• [Your instructions]: Count every line of the data that includes "orange". State only the number.

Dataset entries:
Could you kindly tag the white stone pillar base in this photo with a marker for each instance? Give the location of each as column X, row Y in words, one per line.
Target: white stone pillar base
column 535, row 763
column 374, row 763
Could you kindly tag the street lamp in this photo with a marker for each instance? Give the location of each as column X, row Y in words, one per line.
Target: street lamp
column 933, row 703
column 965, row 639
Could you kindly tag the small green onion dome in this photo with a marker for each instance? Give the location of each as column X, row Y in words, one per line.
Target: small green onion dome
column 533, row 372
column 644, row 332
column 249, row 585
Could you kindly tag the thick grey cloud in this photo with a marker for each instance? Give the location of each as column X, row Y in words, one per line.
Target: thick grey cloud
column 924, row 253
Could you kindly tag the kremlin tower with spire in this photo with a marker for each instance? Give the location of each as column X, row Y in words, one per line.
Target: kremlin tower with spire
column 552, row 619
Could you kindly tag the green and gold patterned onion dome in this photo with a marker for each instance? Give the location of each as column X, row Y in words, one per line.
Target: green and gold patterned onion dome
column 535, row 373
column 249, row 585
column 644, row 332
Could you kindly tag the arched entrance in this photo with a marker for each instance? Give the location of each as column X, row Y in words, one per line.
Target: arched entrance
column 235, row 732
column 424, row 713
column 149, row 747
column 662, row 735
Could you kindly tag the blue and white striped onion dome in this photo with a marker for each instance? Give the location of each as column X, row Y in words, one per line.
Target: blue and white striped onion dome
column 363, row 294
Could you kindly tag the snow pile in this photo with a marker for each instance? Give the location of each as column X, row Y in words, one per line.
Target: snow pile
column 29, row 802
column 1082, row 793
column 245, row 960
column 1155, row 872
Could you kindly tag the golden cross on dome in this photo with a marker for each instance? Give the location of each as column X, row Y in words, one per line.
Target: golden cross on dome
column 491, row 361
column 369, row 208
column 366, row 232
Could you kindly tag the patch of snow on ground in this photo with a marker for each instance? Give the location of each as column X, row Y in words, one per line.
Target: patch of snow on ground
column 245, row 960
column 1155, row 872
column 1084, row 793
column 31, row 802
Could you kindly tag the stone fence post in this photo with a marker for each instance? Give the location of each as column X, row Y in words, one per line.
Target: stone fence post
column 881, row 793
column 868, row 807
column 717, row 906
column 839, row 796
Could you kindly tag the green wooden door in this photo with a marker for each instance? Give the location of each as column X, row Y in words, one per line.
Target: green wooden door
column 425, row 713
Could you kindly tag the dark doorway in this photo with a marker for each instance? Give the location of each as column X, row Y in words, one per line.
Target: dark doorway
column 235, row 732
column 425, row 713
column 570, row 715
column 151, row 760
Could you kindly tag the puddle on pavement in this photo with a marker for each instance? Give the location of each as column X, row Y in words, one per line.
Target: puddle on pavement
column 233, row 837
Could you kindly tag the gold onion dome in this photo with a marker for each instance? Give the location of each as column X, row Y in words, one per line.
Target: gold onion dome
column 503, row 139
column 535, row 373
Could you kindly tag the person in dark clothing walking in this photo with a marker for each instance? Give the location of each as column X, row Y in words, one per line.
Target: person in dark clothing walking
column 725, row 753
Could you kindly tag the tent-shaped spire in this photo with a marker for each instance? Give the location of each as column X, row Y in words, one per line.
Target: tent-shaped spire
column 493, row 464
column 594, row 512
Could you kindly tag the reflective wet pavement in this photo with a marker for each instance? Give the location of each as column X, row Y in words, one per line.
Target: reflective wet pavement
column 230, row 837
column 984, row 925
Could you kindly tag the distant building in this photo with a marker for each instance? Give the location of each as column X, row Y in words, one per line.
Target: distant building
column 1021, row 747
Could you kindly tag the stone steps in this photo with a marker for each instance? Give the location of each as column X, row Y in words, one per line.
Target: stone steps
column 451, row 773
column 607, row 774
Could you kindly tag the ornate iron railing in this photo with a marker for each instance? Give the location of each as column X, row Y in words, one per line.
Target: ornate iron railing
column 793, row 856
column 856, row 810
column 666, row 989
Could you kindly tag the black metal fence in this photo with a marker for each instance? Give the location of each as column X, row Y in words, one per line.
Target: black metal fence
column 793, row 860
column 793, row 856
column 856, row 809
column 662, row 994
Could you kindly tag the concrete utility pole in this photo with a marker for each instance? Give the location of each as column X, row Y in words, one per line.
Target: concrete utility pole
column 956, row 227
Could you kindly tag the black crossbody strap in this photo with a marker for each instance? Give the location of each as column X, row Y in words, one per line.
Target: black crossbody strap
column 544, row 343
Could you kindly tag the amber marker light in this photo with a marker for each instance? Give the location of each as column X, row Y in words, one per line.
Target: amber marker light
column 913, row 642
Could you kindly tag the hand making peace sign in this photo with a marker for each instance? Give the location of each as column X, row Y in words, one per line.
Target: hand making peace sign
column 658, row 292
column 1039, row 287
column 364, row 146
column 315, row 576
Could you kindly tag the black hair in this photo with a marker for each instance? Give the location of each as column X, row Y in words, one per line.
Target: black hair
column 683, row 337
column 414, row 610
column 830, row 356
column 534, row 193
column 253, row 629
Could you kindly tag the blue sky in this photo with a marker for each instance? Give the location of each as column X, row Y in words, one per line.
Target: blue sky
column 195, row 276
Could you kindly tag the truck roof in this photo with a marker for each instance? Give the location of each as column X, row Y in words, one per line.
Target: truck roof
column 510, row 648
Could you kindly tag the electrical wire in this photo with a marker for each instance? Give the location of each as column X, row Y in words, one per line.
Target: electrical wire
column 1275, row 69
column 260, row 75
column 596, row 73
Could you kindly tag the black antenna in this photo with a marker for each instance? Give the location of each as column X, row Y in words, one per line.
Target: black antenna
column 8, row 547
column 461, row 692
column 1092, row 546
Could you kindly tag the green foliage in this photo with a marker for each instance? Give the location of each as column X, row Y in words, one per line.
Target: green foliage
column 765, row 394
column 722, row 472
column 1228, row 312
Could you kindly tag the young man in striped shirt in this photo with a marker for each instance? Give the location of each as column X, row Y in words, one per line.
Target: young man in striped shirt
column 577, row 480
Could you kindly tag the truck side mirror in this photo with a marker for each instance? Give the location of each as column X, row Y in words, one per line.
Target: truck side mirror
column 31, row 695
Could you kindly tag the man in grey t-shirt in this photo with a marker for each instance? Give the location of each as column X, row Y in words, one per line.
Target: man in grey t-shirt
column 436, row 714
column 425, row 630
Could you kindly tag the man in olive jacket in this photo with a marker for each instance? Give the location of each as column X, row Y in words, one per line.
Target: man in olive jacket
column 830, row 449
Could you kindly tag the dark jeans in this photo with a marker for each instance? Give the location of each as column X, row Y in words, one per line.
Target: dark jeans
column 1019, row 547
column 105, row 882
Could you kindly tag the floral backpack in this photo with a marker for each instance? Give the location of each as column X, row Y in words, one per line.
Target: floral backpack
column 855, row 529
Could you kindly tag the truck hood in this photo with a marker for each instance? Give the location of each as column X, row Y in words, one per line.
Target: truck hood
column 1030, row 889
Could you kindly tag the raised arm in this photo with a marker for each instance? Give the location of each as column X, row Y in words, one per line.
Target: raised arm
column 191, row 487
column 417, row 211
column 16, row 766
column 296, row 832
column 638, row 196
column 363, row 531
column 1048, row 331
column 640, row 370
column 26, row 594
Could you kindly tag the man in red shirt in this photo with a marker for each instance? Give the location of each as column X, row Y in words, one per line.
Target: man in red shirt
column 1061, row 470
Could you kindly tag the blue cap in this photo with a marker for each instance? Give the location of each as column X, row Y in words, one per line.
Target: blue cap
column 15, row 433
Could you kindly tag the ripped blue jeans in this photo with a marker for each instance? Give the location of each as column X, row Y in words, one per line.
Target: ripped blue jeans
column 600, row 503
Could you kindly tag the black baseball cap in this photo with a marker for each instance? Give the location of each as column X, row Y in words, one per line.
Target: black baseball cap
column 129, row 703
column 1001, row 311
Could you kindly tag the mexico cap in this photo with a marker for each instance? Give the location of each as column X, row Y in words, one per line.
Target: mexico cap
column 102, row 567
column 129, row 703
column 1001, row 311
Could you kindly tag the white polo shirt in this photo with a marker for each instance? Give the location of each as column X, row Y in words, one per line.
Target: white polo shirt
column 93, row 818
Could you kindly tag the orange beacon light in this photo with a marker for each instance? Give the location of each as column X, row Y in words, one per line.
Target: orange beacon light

• [Task result]: 2